+++ Entries provided +++

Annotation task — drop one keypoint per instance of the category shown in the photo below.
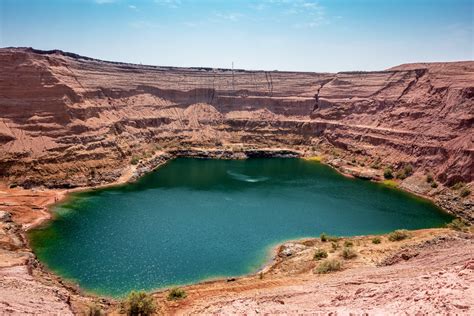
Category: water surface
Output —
(196, 219)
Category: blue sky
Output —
(305, 35)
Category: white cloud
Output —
(104, 1)
(173, 4)
(234, 16)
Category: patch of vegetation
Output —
(176, 294)
(388, 173)
(348, 243)
(464, 192)
(405, 172)
(95, 310)
(135, 160)
(375, 165)
(399, 234)
(459, 225)
(429, 178)
(390, 183)
(320, 254)
(376, 240)
(139, 304)
(329, 265)
(315, 158)
(348, 253)
(458, 186)
(323, 237)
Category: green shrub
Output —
(176, 294)
(320, 254)
(376, 240)
(398, 235)
(458, 186)
(348, 253)
(323, 237)
(95, 310)
(388, 173)
(464, 192)
(135, 160)
(429, 178)
(458, 224)
(329, 265)
(348, 243)
(375, 165)
(139, 303)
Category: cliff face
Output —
(71, 120)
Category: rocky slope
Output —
(68, 120)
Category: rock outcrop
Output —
(68, 120)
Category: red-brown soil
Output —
(68, 120)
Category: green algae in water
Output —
(198, 219)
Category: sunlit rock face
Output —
(68, 120)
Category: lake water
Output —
(192, 220)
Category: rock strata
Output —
(68, 120)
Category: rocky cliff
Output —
(68, 120)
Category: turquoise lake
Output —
(193, 220)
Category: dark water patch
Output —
(197, 219)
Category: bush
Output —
(95, 310)
(376, 240)
(323, 237)
(458, 224)
(320, 254)
(139, 303)
(388, 173)
(405, 172)
(429, 178)
(348, 243)
(135, 160)
(458, 186)
(329, 265)
(464, 192)
(348, 253)
(176, 294)
(398, 235)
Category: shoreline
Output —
(130, 176)
(57, 196)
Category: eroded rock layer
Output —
(68, 120)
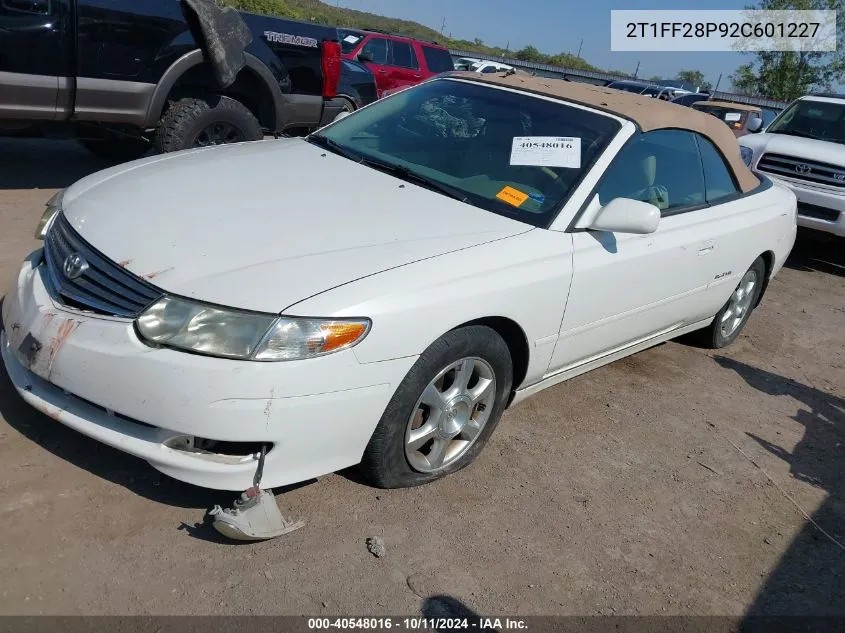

+++

Problem requirements:
Return all records verbatim and drop the pictures.

Answer space:
Annotation task — drop one keypoint per instance of the category shown in the photo below.
Category: water surface
Output —
(196, 219)
Category: blue sky
Output —
(305, 35)
Category: white cloud
Output —
(104, 1)
(173, 4)
(234, 16)
Category: patch of vegetation
Output —
(176, 294)
(388, 173)
(348, 243)
(464, 192)
(405, 172)
(95, 310)
(135, 160)
(375, 165)
(399, 234)
(459, 225)
(429, 178)
(390, 183)
(320, 254)
(376, 240)
(139, 304)
(329, 265)
(315, 158)
(348, 253)
(458, 186)
(323, 237)
Category: green shrub
Output —
(176, 294)
(320, 254)
(376, 240)
(398, 235)
(458, 186)
(348, 253)
(323, 237)
(95, 310)
(388, 173)
(464, 192)
(135, 160)
(429, 178)
(458, 224)
(329, 265)
(348, 243)
(375, 165)
(139, 303)
Category: cliff face
Output —
(71, 120)
Category: rocky slope
Output —
(68, 120)
Category: rock outcrop
Output —
(68, 120)
Category: red-brown soil
Output —
(68, 120)
Category: green algae in water
Output —
(198, 219)
Category: sunlit rock face
Output —
(68, 120)
Category: lake water
Output —
(192, 220)
Category: rock strata
Output —
(68, 120)
Category: rocky cliff
Output —
(68, 120)
Category: turquoise lake
Output —
(193, 220)
Category: dark water patch
Output —
(197, 219)
Category: bush
Output —
(95, 310)
(376, 240)
(323, 237)
(458, 224)
(320, 254)
(139, 303)
(388, 173)
(405, 172)
(429, 178)
(348, 243)
(135, 160)
(458, 186)
(329, 265)
(464, 192)
(348, 253)
(176, 294)
(398, 235)
Category: shoreline
Output —
(130, 176)
(57, 196)
Category: eroded rock layer
Output —
(68, 120)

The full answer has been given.